**THE TASK**
Using the material below, print the line that contains "tower in the photo above.", the line that contains "house in the photo above.", and every line in between, exactly and nothing else.

---------- MATERIAL SHOWN ----------

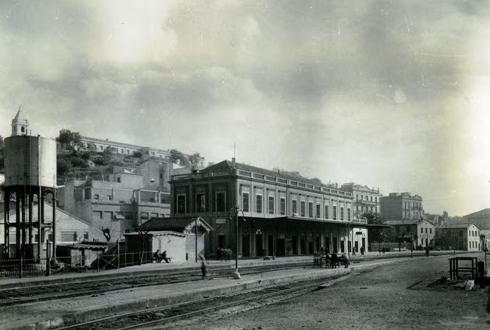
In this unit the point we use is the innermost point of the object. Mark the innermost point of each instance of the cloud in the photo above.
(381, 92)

----------
---------- MATERIAL SHOWN ----------

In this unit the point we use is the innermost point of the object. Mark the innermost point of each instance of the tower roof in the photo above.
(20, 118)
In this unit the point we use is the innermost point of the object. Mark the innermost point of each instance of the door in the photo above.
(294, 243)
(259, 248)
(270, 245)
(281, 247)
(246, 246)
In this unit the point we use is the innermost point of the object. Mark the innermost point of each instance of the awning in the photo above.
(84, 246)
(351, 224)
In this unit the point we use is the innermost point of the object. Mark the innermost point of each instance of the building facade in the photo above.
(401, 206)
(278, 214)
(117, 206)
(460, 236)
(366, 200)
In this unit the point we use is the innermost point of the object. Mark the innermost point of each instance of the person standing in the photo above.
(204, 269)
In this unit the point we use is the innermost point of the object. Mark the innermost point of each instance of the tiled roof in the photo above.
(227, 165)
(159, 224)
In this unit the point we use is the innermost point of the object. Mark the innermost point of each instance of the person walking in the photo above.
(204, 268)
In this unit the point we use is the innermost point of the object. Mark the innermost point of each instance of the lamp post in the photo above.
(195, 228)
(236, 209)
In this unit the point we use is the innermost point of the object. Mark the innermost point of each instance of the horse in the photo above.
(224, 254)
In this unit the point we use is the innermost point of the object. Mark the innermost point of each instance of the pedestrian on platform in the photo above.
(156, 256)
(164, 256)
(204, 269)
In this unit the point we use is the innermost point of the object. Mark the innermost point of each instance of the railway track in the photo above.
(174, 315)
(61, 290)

----------
---------- MATERIAL SHOWN ----------

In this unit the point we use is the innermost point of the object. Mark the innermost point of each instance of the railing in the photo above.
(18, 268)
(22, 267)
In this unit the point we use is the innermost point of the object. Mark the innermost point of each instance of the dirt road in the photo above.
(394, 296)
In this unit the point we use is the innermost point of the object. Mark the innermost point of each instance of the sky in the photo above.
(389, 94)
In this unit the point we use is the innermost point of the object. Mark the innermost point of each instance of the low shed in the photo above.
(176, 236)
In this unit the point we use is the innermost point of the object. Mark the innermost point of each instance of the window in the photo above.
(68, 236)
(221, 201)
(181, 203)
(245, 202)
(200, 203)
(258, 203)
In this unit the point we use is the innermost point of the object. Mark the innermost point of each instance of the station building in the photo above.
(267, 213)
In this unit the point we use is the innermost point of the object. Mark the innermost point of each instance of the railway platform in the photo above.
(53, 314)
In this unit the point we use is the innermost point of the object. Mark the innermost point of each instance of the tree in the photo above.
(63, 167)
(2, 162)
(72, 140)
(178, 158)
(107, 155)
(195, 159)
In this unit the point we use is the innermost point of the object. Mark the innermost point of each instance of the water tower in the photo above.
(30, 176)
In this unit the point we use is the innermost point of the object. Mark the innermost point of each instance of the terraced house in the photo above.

----------

**EXERCISE OUTPUT**
In this unit the point we use is the innermost point of the object. Mark the innermost point of each instance of the water tower in the photo above.
(30, 176)
In this unit the point we use is the innermost point of the object. Mark the innermost point of each instance of the terraced house in the photo above.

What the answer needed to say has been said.